→ Aufgabenbeschreibung: Wiederhole aus den unten stehenden Daten die Zeilen ab der Zeile mit "Where can the rock outcrop" bis einschließlich der Zeile mit "pixel 267 134" unverändert und vollständig.

━━━━━━━━━━━━━━━━

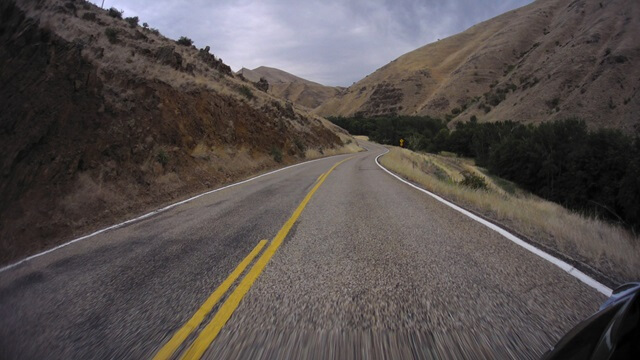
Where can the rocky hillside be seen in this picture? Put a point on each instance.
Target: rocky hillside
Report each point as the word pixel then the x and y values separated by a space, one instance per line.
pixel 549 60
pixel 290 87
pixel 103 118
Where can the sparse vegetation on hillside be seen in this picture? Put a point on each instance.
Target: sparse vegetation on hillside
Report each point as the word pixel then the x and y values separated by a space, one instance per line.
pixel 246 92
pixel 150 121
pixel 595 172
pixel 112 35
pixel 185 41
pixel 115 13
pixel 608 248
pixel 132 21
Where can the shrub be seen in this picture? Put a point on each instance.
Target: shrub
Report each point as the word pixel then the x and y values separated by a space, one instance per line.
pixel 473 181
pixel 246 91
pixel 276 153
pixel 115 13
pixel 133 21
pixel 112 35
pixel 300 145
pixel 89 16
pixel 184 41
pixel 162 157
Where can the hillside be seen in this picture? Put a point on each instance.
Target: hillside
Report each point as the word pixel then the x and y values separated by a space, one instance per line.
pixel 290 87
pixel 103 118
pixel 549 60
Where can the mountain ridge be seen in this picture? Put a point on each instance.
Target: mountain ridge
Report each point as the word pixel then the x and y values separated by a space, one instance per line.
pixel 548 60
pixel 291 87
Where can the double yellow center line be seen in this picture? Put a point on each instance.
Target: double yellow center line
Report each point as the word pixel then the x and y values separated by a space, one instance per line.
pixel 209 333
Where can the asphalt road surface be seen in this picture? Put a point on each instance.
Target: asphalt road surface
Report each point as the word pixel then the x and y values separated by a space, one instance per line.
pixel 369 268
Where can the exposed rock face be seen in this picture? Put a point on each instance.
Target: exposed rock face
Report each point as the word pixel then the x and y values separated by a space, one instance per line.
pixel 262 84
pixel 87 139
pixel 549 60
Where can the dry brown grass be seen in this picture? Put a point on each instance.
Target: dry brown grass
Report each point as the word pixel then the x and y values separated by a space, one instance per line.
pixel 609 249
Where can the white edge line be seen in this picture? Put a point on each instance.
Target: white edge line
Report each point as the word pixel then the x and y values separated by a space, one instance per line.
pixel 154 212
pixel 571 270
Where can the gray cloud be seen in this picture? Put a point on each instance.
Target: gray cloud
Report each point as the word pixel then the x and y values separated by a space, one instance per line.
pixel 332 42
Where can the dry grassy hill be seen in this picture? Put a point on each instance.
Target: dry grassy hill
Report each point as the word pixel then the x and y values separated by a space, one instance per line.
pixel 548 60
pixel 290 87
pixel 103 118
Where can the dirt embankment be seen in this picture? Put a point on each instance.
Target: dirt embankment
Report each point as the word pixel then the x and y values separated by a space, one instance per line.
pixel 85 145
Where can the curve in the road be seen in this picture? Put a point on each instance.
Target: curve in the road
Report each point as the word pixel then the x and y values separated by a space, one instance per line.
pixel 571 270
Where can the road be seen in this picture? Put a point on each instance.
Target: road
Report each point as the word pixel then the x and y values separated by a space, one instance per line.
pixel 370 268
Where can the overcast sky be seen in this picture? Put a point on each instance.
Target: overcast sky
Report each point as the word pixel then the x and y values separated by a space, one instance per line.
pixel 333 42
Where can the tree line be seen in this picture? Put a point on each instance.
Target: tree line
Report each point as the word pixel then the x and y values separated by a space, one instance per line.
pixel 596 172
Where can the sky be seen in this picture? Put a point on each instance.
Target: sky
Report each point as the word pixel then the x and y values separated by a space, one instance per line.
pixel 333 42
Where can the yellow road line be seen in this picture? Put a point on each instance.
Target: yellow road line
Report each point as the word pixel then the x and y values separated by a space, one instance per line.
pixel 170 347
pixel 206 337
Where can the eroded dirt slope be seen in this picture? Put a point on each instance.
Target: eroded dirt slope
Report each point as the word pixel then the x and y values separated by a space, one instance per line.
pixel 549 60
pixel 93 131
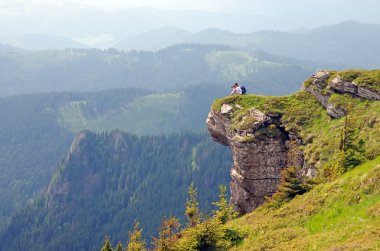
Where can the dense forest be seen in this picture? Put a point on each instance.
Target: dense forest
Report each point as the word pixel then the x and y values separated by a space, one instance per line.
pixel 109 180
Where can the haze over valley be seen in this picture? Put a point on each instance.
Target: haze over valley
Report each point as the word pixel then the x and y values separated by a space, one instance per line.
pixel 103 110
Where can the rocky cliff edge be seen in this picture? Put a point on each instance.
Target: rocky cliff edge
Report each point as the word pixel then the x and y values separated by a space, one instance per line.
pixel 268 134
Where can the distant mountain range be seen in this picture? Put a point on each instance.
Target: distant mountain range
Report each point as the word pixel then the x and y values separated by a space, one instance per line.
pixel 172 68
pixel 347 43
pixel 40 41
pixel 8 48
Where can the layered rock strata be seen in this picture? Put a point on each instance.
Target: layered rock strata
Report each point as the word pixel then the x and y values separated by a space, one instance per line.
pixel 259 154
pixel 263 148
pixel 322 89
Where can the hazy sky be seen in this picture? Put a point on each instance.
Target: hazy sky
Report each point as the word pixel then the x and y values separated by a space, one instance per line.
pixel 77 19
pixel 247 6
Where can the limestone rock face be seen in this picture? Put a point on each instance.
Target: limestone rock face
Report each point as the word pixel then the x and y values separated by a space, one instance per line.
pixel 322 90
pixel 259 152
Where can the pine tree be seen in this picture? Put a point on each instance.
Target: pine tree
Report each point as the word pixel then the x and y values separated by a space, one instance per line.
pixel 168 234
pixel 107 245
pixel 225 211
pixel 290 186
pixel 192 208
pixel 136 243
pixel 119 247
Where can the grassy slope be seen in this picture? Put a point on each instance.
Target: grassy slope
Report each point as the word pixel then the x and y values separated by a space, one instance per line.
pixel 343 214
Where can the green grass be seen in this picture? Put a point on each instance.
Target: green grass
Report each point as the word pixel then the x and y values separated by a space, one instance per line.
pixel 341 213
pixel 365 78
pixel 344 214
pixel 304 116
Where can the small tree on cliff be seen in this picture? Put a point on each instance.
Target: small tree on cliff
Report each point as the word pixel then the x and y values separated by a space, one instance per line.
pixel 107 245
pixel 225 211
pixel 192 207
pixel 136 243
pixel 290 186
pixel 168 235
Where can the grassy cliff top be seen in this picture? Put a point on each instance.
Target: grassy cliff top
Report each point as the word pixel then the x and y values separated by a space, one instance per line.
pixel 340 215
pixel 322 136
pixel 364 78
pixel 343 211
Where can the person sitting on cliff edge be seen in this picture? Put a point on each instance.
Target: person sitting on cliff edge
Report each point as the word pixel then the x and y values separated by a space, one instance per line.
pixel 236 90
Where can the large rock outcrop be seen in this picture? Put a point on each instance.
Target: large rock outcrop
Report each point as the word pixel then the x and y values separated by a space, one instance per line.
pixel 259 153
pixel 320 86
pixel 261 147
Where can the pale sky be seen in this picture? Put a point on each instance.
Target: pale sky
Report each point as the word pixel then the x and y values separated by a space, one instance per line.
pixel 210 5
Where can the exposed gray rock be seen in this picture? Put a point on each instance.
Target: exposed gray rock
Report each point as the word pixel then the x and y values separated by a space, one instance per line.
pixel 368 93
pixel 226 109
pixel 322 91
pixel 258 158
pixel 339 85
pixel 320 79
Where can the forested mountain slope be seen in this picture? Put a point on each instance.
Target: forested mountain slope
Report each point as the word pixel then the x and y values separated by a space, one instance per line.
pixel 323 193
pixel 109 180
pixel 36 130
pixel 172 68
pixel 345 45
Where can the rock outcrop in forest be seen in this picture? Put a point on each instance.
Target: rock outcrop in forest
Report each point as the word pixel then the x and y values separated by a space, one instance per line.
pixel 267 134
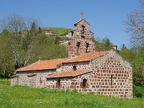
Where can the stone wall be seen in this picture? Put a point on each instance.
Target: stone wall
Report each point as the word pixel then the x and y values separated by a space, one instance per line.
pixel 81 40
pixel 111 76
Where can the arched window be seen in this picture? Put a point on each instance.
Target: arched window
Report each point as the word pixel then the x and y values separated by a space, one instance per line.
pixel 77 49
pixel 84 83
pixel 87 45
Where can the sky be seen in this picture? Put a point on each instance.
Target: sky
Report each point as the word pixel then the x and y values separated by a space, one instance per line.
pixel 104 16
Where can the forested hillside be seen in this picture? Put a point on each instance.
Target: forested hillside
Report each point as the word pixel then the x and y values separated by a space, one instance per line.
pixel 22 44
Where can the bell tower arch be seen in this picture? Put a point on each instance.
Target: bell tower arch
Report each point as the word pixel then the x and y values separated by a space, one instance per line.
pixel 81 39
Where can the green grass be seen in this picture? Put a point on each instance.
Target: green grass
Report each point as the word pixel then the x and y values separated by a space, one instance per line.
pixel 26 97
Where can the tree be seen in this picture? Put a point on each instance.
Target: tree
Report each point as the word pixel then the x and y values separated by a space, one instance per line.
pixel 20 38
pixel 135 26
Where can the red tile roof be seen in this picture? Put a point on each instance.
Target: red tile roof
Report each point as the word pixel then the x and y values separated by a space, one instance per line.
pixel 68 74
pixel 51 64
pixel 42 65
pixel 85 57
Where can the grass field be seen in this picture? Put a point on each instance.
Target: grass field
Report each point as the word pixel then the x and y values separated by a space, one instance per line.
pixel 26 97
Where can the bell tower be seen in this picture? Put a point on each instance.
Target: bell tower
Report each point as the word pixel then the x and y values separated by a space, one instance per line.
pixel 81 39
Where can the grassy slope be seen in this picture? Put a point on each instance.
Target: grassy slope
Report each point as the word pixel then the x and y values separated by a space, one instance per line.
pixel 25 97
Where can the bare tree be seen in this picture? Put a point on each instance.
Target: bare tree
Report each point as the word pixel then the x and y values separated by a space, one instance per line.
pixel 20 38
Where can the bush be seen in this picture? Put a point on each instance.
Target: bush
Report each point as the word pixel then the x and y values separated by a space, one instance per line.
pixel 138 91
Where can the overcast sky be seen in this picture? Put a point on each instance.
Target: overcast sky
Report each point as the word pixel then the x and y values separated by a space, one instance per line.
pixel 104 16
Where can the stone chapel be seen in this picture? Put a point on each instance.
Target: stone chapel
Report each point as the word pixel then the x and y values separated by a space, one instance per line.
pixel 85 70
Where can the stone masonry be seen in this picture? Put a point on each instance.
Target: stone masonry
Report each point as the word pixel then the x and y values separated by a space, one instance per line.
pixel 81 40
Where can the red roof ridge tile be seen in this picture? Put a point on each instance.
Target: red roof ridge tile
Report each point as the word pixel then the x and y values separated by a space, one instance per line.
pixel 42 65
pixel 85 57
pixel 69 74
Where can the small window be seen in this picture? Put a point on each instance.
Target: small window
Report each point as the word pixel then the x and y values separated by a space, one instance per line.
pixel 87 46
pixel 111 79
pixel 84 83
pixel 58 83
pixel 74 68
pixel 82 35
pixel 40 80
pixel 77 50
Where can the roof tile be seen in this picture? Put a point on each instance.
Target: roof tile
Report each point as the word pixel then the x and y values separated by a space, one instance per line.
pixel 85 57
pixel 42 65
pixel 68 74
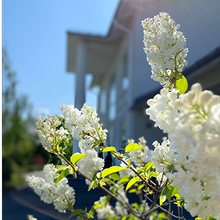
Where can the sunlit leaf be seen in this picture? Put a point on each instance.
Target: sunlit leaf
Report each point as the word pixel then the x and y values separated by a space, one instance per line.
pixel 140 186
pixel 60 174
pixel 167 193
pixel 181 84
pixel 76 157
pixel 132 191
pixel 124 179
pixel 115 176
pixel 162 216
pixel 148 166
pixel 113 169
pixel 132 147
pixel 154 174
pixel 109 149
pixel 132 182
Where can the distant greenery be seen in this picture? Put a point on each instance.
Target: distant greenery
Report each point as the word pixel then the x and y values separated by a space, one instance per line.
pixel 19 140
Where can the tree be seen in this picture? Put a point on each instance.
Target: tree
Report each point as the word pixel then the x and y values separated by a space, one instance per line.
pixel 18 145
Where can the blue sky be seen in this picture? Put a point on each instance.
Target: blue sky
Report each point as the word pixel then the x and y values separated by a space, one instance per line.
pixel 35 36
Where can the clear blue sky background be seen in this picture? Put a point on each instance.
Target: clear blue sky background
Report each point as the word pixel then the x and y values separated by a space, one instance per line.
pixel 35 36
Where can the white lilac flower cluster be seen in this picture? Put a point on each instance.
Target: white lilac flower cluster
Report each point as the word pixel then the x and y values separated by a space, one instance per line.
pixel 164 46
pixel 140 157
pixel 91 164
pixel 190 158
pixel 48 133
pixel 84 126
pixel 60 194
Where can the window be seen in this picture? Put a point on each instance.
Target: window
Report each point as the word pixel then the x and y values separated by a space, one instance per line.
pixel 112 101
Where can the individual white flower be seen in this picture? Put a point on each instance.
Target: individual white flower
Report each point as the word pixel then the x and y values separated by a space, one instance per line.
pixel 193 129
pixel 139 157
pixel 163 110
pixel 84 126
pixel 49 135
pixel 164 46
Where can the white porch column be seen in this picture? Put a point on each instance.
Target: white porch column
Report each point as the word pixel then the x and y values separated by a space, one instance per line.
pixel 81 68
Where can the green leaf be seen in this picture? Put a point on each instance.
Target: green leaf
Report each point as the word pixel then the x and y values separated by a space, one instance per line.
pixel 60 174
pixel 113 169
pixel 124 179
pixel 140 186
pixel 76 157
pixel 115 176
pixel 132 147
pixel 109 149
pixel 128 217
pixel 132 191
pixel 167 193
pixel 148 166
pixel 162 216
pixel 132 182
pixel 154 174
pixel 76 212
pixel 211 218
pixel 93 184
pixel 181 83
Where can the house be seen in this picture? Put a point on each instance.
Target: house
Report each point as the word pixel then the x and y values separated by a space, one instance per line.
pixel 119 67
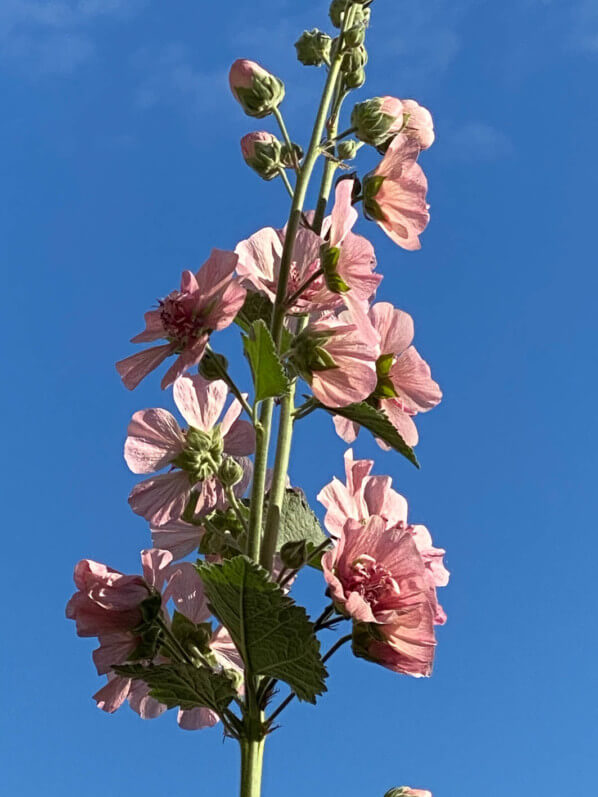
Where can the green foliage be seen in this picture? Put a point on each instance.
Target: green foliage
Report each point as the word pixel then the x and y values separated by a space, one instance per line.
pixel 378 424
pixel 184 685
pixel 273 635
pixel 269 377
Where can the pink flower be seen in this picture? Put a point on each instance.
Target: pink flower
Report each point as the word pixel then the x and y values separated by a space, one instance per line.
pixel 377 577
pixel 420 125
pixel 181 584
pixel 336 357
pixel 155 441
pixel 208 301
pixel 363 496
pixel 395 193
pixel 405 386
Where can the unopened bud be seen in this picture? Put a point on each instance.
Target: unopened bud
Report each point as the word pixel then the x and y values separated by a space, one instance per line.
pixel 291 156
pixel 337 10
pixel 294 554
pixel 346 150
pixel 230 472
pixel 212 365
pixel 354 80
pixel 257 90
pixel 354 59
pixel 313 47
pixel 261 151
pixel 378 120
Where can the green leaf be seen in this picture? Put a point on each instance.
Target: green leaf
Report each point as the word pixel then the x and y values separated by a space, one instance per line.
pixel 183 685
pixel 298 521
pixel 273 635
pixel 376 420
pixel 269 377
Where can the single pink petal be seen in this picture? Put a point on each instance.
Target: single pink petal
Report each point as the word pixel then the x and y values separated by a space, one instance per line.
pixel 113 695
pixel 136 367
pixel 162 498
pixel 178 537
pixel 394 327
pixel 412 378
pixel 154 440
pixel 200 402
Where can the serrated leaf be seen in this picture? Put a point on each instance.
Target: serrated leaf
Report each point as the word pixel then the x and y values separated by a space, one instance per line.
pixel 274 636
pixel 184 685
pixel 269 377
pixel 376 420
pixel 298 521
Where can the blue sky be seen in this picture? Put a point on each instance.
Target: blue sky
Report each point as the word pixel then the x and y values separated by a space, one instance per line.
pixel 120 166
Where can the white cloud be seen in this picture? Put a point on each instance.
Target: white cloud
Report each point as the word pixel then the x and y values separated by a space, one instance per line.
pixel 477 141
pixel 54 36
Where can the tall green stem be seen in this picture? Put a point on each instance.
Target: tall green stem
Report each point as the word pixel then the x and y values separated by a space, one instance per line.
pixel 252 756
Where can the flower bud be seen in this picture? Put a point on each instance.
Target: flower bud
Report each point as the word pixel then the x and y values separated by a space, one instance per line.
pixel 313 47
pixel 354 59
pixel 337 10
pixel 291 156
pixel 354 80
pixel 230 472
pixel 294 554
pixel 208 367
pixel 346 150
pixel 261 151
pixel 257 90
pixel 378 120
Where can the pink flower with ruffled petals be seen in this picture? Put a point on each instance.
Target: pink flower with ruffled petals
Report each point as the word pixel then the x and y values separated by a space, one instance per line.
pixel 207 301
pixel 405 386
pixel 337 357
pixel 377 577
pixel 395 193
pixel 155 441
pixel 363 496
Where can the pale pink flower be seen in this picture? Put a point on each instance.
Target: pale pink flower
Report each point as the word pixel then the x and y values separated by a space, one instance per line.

━━━━━━━━━━━━━━━━

→ Vollständige Antwort:
Where can the rock outcrop in forest be seen in this picture? Put a point on each instance.
Target: rock outcrop in forest
Report each point as the word pixel then the x and y values separated by a space, one instance per line.
pixel 267 134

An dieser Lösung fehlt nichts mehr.